*DIRECTIONS FOR THIS TASK*. Can you express the records, from the line containing "Category: rear of bus" through the end of the records, as a two-column CSV with headers record and points, giving one row per record? Put each record's text and its points in one quoted field apiece, with line breaks turned into spaces.
____________
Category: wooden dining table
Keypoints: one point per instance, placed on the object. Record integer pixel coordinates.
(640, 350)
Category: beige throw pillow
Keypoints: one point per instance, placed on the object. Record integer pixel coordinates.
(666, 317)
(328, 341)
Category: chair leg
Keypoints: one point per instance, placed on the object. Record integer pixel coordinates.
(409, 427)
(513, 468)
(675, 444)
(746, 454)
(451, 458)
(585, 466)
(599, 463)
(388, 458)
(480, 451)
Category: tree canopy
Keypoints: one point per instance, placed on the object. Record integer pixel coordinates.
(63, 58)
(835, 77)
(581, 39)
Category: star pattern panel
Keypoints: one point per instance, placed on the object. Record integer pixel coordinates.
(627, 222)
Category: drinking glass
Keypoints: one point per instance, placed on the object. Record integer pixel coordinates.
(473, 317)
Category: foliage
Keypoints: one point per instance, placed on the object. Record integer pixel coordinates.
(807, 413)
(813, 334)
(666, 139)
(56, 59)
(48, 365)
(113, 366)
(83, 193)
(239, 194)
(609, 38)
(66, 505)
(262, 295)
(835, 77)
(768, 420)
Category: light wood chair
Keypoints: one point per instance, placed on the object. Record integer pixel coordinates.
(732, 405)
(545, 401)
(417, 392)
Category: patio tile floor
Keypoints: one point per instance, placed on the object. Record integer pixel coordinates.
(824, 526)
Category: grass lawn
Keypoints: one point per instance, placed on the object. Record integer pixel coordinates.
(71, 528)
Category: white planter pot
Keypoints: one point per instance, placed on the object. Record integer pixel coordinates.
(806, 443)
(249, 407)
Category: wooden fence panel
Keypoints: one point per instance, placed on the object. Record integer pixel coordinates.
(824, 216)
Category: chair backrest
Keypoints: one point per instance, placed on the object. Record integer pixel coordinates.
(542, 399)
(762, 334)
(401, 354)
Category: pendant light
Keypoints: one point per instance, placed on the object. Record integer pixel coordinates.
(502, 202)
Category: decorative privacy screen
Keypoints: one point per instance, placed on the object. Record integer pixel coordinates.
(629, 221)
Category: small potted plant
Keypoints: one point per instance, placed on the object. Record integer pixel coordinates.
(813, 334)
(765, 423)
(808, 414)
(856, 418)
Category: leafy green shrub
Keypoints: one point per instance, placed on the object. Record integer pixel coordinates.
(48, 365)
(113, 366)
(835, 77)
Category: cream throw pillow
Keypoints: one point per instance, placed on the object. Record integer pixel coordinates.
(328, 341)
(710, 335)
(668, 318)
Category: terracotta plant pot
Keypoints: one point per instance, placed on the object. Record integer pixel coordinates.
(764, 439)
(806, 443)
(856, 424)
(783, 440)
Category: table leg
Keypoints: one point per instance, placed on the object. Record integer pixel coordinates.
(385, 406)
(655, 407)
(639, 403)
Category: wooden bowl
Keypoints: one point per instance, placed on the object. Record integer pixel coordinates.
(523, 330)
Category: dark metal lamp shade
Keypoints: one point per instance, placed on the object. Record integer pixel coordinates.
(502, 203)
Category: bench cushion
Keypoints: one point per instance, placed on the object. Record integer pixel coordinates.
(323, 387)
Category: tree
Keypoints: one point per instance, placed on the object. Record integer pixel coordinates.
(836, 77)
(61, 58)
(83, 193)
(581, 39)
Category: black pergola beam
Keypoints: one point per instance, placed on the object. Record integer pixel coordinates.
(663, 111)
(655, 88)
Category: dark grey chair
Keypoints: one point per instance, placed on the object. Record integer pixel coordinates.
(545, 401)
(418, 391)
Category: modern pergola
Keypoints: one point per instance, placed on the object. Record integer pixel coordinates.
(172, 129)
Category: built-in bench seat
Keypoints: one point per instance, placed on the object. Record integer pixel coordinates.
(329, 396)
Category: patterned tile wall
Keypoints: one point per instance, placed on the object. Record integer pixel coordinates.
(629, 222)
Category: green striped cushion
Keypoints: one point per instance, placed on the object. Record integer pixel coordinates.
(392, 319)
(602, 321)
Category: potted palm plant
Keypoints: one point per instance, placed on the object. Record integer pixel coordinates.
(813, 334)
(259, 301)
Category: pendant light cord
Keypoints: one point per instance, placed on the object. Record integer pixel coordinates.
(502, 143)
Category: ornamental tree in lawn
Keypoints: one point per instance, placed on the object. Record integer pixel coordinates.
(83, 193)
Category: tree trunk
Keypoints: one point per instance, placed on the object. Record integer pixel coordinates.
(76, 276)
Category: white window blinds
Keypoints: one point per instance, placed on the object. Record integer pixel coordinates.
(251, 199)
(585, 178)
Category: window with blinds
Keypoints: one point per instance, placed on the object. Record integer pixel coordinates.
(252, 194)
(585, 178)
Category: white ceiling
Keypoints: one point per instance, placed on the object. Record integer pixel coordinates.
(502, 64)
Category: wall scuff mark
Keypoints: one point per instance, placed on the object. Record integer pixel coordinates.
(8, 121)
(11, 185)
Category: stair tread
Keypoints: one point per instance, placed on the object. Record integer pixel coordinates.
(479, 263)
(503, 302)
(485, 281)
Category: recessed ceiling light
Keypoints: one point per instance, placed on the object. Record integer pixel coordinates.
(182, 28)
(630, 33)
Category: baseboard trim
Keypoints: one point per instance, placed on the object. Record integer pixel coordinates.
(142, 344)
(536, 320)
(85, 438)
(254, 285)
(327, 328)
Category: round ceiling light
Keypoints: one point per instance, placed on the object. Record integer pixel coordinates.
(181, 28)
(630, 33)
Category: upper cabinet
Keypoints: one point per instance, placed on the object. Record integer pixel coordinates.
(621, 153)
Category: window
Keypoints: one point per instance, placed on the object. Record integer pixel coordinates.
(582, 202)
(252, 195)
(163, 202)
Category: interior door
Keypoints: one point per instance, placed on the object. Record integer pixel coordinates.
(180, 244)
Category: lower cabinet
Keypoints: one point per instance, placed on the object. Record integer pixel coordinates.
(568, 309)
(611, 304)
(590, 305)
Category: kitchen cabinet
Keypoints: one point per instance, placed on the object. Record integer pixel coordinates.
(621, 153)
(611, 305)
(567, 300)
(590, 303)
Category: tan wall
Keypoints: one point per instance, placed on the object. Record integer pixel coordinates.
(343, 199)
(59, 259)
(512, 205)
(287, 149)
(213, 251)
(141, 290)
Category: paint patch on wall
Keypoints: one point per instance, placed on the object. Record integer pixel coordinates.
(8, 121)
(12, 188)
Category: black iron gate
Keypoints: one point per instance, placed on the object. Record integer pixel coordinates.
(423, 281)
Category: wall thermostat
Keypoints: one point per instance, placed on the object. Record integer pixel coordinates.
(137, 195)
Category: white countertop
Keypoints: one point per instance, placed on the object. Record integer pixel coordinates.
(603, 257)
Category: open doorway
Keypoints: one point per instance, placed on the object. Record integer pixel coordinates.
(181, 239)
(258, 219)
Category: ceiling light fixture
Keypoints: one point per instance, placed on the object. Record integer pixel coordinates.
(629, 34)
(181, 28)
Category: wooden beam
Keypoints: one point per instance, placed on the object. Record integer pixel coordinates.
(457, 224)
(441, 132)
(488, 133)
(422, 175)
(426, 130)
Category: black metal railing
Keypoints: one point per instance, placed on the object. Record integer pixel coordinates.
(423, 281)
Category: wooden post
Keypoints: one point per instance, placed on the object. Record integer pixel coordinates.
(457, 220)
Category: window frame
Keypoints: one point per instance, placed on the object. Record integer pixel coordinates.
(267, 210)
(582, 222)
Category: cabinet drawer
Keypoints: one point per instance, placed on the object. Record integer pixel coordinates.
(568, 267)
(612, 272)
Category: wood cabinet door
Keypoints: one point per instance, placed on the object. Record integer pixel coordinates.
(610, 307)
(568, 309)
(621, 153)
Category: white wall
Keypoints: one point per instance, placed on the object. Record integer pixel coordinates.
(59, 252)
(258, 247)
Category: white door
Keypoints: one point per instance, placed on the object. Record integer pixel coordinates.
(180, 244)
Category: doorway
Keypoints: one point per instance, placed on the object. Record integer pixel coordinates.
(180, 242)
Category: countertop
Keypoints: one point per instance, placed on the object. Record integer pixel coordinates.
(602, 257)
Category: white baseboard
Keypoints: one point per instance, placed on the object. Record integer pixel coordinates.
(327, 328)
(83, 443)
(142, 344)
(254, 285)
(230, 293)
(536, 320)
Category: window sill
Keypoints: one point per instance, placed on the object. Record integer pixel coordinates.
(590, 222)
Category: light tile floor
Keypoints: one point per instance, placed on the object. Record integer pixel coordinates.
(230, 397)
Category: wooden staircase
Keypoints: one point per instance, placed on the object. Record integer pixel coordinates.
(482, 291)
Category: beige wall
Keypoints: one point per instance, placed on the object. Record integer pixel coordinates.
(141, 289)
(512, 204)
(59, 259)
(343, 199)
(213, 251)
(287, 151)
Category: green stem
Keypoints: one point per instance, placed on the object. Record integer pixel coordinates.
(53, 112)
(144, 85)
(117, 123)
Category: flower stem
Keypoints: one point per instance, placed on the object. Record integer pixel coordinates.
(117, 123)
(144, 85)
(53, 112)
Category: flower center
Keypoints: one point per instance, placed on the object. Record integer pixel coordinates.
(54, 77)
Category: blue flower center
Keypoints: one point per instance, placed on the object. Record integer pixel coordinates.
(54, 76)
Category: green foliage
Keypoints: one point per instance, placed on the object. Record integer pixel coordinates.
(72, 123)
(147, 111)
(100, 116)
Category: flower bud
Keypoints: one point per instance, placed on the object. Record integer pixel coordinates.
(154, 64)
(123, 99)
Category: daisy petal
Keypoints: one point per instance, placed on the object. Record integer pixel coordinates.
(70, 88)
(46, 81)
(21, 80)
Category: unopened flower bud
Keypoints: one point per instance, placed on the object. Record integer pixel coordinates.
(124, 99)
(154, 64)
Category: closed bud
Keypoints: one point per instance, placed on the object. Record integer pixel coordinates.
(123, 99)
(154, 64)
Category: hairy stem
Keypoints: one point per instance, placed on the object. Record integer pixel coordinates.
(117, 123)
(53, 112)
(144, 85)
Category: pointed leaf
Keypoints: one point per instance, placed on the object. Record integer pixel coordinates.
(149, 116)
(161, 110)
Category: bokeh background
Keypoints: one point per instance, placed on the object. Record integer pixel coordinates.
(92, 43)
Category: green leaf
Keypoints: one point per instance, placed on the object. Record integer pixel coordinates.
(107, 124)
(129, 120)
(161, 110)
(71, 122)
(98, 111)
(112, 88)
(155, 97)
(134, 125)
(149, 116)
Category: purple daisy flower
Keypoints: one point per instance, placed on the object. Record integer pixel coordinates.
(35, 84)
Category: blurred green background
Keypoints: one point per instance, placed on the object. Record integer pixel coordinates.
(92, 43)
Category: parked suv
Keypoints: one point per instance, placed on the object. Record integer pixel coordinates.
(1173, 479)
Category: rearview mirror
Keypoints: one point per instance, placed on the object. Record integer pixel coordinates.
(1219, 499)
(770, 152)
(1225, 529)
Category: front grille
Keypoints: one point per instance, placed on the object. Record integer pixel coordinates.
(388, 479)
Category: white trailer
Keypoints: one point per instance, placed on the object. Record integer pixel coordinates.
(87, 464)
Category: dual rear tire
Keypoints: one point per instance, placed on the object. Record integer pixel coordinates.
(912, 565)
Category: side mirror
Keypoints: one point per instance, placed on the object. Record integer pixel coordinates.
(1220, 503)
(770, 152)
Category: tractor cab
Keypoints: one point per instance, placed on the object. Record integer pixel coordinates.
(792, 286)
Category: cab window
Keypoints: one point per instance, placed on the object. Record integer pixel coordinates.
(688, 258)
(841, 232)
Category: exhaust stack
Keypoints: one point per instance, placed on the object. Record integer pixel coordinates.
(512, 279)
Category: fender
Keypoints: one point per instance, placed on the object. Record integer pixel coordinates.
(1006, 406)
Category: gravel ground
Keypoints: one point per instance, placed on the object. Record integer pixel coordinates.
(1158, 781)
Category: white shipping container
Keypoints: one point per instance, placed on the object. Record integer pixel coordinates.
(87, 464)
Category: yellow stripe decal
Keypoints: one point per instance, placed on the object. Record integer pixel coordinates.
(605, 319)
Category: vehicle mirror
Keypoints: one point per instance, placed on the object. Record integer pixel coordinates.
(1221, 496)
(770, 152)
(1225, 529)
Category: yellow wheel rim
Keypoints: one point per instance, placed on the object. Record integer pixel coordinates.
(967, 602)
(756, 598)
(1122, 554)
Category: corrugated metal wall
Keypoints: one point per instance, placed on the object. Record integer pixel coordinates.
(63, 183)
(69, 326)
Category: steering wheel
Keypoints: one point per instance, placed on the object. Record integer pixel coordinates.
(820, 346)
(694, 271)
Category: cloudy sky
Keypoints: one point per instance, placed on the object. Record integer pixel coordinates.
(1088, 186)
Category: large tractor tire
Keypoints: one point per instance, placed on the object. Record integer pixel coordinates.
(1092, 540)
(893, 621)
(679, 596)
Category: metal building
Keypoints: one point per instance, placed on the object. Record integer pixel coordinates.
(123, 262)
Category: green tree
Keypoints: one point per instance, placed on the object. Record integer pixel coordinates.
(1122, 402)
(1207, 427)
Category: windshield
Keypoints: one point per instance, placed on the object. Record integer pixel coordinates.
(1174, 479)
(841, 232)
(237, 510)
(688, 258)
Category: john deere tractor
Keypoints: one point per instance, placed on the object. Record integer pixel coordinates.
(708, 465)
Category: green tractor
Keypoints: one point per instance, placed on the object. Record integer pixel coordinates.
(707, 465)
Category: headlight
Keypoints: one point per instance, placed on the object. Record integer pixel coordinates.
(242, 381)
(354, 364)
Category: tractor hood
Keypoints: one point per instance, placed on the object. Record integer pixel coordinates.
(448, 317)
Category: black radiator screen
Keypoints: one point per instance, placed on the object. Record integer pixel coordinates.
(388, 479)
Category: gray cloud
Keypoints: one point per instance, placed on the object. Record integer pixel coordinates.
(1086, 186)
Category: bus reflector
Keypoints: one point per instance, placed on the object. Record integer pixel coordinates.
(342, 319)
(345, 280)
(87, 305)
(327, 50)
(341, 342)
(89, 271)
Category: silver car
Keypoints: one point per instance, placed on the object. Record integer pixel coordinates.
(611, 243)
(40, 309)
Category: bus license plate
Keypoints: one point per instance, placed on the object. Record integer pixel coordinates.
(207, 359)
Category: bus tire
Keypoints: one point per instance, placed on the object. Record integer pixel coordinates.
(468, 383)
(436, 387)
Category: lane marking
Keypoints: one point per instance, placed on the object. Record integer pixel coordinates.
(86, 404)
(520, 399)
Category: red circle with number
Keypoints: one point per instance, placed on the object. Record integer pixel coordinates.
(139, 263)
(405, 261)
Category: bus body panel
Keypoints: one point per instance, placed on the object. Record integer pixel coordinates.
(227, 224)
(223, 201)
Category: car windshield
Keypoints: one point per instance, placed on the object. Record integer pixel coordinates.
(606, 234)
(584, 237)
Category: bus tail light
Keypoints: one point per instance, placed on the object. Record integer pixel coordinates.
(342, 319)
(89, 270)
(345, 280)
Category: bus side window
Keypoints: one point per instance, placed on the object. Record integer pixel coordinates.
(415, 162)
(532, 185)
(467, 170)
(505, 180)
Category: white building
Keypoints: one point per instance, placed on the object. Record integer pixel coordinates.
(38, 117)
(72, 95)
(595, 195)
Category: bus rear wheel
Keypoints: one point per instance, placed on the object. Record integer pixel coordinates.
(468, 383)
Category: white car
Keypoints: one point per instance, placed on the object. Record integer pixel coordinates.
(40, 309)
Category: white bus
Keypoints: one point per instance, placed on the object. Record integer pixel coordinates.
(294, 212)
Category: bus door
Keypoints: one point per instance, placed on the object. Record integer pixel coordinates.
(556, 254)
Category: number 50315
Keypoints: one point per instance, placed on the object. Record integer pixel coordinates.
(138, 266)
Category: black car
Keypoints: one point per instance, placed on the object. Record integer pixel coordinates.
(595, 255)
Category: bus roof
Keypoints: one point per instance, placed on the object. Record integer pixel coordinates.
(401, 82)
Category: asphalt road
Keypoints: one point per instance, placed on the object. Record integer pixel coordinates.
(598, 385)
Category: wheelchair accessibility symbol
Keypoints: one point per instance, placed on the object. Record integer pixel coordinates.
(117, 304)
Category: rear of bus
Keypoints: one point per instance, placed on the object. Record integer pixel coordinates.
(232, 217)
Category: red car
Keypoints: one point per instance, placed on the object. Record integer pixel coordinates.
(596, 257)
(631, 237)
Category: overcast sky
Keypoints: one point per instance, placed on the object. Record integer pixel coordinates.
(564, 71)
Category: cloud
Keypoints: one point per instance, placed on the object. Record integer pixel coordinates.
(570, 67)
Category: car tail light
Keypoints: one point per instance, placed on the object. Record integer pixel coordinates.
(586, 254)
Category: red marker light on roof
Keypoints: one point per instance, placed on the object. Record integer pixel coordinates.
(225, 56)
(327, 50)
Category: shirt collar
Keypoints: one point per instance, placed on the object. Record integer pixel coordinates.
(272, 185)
____________
*TASK RESULT*.
record,points
"Category: rear of bus Keypoints: one point per instance, placed on the object. Record integer pixel coordinates.","(232, 217)"
"Category: red car Keypoints: one point per instance, placed on the object. Record integer pixel coordinates.","(596, 257) (631, 237)"
"Category: overcast sky Keypoints: one point per instance, placed on the object. Record integer pixel coordinates.","(564, 71)"
"Category: cloud Keypoints: one point per instance, placed on the object. Record integer pixel coordinates.","(570, 67)"
"Category: car tail light Keypoints: one point per instance, placed on the object. Record integer pixel coordinates.","(586, 254)"
"Category: red marker light on roof Keypoints: one point per instance, placed on the object. Record integer pixel coordinates.","(225, 56) (327, 50)"
"Category: shirt collar Keypoints: one point per instance, placed on the object. Record integer pixel coordinates.","(272, 185)"